[Region pointing data]
↓

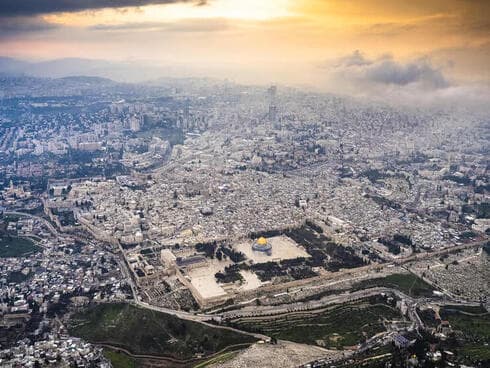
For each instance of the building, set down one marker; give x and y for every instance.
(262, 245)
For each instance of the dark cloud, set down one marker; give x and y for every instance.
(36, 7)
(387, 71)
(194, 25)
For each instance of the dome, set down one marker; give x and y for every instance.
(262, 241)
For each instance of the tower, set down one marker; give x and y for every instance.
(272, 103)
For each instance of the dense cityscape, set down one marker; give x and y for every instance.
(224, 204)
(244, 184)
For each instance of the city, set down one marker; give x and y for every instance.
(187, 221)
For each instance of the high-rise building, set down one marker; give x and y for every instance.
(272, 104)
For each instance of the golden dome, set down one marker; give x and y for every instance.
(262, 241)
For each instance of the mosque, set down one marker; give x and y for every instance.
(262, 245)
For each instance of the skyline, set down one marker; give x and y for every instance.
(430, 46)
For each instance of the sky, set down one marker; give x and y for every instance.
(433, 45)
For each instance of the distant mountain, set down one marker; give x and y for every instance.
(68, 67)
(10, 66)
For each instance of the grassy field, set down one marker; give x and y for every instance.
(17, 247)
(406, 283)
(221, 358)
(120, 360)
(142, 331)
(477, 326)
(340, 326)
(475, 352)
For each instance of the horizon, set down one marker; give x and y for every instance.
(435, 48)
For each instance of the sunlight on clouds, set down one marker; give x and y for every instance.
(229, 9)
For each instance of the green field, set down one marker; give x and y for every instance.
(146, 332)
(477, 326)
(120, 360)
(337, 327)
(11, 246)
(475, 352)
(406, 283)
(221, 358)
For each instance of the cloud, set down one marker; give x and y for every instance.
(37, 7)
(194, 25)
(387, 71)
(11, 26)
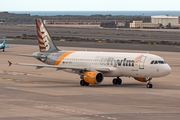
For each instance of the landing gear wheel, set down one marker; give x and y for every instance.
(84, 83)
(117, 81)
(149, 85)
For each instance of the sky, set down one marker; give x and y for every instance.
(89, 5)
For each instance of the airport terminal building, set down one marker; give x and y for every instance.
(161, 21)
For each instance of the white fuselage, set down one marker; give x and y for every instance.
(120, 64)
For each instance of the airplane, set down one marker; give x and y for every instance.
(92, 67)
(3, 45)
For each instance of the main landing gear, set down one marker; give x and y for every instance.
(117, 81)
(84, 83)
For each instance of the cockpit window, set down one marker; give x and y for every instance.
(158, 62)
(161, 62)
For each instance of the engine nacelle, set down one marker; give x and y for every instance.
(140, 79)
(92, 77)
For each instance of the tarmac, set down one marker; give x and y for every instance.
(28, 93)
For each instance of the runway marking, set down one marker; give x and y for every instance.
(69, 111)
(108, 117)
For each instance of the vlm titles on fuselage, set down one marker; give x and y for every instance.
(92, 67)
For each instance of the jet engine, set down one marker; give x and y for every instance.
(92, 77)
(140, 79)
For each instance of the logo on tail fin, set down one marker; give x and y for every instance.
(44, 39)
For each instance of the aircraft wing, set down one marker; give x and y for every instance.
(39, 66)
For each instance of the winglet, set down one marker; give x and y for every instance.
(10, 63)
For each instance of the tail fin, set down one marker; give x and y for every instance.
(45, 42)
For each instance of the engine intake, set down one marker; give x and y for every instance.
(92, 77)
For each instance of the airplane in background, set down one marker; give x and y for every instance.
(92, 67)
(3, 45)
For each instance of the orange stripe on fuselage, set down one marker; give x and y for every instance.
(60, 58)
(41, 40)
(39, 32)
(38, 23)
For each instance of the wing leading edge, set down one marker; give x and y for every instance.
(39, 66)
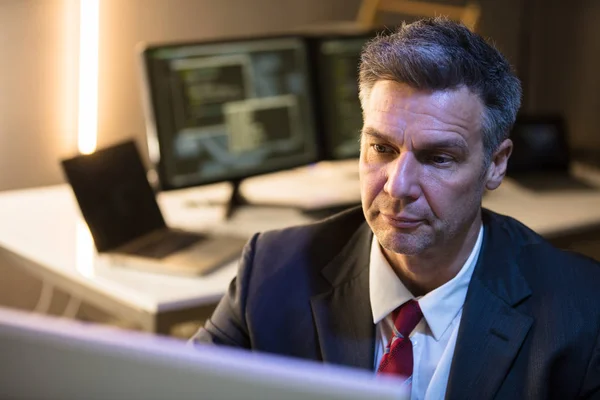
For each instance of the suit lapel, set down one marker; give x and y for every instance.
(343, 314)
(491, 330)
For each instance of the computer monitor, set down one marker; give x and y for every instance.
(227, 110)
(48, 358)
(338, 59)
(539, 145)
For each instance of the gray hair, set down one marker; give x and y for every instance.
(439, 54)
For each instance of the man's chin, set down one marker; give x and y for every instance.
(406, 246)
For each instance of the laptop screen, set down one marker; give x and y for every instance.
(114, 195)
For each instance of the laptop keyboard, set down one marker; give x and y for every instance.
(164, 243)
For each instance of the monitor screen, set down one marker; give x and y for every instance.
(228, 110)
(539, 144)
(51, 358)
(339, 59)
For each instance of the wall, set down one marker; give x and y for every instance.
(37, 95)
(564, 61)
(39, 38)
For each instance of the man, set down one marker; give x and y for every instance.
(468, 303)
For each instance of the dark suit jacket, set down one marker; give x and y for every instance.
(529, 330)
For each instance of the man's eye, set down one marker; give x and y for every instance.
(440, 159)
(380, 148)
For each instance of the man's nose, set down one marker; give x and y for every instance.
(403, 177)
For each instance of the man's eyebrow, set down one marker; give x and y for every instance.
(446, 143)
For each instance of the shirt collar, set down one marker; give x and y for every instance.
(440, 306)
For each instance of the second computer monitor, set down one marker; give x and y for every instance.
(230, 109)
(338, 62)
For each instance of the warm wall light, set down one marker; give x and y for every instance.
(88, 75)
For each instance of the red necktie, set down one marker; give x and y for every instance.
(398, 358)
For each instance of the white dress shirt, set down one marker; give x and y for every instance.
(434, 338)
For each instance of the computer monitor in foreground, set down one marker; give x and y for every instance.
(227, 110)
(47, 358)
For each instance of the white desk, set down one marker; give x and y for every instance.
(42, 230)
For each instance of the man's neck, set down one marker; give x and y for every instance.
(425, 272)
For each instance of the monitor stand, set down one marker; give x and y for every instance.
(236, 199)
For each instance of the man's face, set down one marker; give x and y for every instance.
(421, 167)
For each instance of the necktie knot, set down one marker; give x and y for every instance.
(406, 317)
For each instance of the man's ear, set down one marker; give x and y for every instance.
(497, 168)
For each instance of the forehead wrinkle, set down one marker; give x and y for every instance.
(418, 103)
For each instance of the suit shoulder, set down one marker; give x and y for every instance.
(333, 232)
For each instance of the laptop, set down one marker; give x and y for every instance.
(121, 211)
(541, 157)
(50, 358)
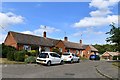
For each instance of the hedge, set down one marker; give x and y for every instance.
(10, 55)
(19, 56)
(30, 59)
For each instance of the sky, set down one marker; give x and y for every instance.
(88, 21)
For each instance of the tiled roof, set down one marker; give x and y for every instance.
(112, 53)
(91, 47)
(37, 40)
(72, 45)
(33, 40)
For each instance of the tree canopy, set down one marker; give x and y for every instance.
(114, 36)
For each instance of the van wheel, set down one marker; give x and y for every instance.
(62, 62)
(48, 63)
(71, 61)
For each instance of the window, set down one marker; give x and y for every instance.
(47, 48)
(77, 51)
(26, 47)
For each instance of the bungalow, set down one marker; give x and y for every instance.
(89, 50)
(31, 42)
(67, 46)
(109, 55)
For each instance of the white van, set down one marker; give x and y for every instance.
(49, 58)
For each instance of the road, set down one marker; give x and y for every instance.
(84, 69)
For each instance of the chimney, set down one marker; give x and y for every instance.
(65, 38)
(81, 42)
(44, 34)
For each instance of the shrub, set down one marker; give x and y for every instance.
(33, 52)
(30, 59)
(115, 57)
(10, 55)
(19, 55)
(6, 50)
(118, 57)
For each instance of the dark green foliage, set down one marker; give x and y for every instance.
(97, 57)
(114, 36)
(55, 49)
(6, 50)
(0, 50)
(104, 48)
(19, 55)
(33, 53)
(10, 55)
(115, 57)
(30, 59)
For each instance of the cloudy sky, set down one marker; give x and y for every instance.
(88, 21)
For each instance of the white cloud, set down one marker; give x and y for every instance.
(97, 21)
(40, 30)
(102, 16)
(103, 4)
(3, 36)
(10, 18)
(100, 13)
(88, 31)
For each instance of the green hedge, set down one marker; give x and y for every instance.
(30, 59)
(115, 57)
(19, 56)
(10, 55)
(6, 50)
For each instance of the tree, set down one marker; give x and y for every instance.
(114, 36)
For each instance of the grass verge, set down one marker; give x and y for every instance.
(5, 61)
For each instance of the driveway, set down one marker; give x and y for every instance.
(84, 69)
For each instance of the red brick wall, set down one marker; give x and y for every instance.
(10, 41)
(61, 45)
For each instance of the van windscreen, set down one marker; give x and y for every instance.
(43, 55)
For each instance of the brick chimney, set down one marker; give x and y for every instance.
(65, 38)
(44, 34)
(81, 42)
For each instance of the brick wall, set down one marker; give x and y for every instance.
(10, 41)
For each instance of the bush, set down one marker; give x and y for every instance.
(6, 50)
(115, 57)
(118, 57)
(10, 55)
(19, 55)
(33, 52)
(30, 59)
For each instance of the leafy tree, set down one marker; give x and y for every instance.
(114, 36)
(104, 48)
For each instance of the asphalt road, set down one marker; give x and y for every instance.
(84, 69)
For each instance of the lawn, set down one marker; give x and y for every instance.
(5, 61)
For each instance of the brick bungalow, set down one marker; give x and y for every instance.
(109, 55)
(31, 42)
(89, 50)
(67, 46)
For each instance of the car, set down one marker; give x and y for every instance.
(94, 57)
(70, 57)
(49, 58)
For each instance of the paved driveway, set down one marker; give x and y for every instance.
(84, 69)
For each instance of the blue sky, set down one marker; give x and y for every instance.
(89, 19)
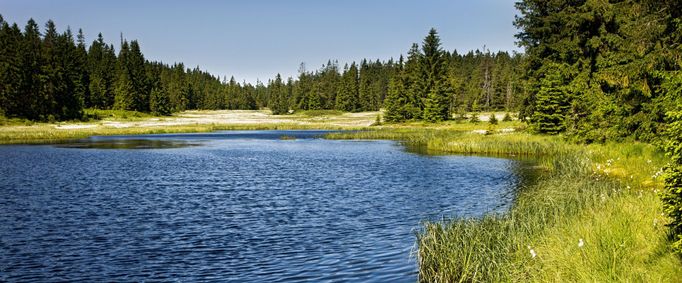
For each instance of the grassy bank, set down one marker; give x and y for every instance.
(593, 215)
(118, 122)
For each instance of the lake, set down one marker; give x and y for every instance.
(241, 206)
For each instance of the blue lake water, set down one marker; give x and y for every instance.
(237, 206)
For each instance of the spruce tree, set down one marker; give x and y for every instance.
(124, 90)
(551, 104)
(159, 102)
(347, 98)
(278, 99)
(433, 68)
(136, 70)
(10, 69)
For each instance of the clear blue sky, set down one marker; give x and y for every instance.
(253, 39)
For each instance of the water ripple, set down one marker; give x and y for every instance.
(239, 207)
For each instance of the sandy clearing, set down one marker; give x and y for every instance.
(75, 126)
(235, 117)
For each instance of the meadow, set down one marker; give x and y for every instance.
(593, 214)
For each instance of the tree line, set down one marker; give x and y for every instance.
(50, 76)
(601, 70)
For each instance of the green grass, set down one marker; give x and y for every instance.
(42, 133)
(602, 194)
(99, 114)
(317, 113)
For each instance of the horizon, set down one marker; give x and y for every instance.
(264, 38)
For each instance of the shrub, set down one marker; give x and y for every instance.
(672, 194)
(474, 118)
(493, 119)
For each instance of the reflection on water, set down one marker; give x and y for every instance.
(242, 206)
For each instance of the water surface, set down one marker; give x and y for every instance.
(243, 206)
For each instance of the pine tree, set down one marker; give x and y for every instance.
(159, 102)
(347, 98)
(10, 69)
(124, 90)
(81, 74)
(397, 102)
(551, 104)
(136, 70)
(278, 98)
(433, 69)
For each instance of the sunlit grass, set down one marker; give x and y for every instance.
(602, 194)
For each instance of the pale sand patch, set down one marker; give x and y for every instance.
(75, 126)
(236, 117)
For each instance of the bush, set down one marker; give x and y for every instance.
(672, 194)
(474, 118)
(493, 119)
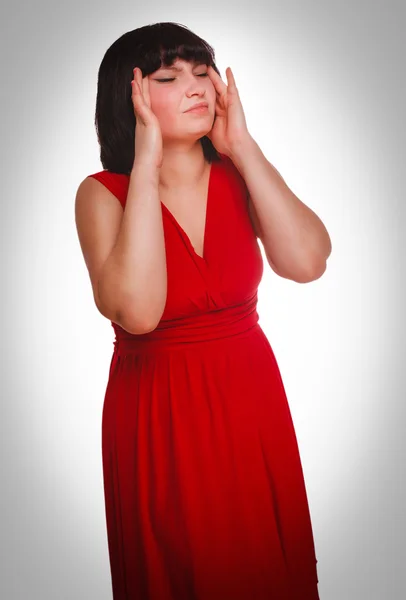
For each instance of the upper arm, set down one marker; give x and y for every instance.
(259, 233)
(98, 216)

↑
↓

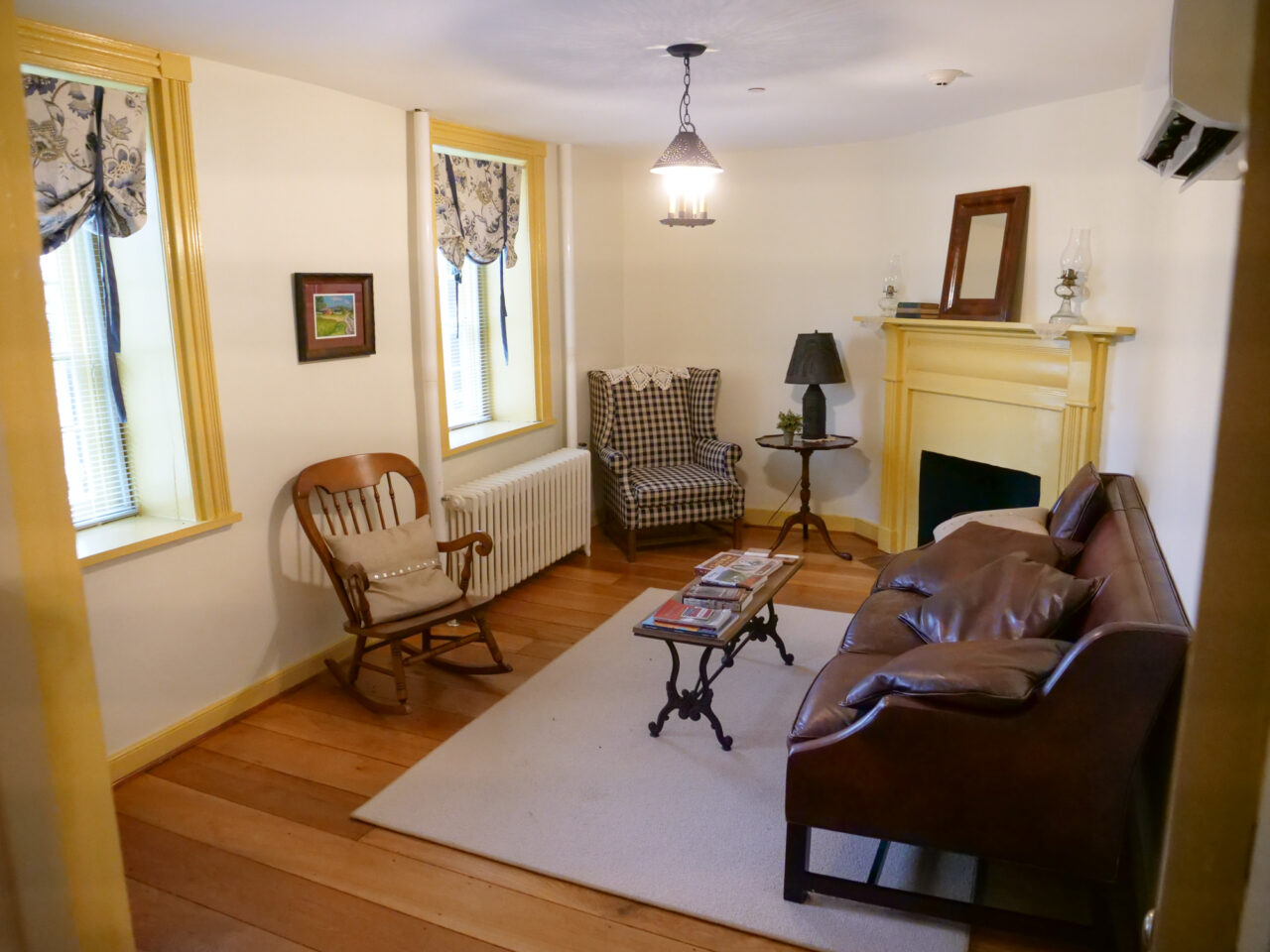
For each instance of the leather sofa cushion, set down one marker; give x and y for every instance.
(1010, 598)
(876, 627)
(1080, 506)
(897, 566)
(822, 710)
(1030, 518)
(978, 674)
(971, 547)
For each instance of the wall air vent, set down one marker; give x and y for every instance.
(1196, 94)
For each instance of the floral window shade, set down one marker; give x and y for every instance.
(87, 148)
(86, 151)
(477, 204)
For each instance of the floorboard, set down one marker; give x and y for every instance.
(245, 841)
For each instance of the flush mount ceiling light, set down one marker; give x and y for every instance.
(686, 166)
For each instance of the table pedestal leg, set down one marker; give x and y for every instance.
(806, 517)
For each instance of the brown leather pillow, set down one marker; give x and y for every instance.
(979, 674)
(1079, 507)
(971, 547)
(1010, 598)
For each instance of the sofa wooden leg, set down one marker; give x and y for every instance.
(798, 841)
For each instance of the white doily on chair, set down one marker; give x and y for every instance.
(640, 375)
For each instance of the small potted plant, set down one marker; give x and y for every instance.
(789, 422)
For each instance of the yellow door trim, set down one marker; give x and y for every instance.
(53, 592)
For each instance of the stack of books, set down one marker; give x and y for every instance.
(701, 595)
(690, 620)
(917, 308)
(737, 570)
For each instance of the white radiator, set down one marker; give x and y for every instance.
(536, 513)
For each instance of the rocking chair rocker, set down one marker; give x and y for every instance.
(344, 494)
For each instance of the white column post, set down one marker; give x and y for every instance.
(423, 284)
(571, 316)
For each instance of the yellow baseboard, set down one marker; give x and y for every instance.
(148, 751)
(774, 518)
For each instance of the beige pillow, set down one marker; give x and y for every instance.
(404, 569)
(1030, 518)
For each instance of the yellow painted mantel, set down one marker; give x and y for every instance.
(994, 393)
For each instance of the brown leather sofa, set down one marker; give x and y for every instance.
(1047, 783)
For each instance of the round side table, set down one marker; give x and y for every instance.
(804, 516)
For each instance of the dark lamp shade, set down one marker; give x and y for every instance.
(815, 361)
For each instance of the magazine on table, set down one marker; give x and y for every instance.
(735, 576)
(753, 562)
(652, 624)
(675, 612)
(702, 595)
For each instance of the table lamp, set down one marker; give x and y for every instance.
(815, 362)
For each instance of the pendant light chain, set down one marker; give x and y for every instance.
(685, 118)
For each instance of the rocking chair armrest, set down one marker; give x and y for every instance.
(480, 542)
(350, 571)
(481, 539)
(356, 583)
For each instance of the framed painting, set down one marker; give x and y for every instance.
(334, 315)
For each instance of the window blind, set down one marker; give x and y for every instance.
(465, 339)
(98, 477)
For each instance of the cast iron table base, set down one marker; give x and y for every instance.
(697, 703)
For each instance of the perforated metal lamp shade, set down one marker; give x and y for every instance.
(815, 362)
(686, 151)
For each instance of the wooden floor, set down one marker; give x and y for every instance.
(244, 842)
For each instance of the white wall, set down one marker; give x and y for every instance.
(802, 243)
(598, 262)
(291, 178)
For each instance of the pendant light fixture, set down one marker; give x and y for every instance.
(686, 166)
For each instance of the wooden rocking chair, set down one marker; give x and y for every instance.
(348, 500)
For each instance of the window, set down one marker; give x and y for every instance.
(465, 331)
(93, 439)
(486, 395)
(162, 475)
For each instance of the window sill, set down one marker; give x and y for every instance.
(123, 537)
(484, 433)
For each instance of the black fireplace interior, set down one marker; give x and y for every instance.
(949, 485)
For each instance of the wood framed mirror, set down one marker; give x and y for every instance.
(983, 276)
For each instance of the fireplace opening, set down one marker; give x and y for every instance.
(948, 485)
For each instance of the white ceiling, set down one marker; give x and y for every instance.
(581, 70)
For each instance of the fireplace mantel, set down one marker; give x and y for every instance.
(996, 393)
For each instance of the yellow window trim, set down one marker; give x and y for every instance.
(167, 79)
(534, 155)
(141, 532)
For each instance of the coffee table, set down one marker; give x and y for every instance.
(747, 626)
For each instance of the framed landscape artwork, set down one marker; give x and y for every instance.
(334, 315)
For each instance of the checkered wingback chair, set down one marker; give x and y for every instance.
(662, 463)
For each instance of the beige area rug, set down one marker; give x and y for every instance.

↑
↓

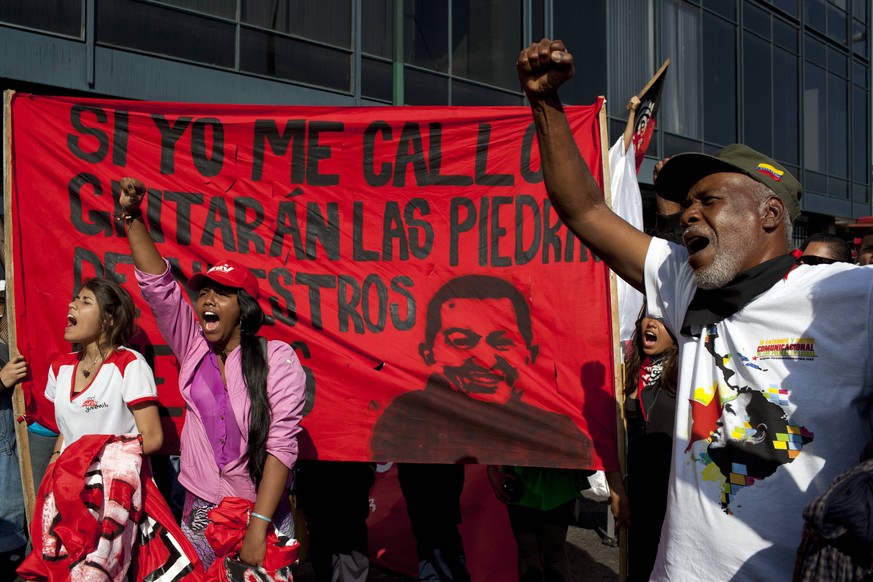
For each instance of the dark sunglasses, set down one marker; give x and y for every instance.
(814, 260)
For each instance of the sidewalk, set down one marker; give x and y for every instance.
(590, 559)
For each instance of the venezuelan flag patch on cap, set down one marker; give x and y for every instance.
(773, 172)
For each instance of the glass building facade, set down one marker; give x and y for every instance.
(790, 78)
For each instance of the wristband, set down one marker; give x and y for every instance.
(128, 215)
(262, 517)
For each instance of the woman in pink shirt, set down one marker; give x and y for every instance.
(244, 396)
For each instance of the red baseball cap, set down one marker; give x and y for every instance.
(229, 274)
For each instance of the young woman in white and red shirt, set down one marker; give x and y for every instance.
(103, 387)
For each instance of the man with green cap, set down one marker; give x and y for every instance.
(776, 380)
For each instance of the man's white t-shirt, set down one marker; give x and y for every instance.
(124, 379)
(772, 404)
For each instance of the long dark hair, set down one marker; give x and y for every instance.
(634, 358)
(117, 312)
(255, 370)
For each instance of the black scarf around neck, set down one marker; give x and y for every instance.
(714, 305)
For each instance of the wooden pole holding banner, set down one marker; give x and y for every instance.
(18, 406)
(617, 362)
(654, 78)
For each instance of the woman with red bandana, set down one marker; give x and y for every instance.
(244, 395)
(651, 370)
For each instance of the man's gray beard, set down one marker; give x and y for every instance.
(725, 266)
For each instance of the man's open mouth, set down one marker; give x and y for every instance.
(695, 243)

↑

PROBLEM DETAILS
In your answer, include only the lines above starting at the line that holds "For each instance of the checkered" and ending at the line that holds "For each instance of the beige area", copied exactly.

SOLUTION TO THIS PROBLEM
For each instance of the checkered wingback chair, set down one marker; give x and y for every instance.
(662, 463)
For each instance of the beige area rug, set down one marker; give x and y for every instance.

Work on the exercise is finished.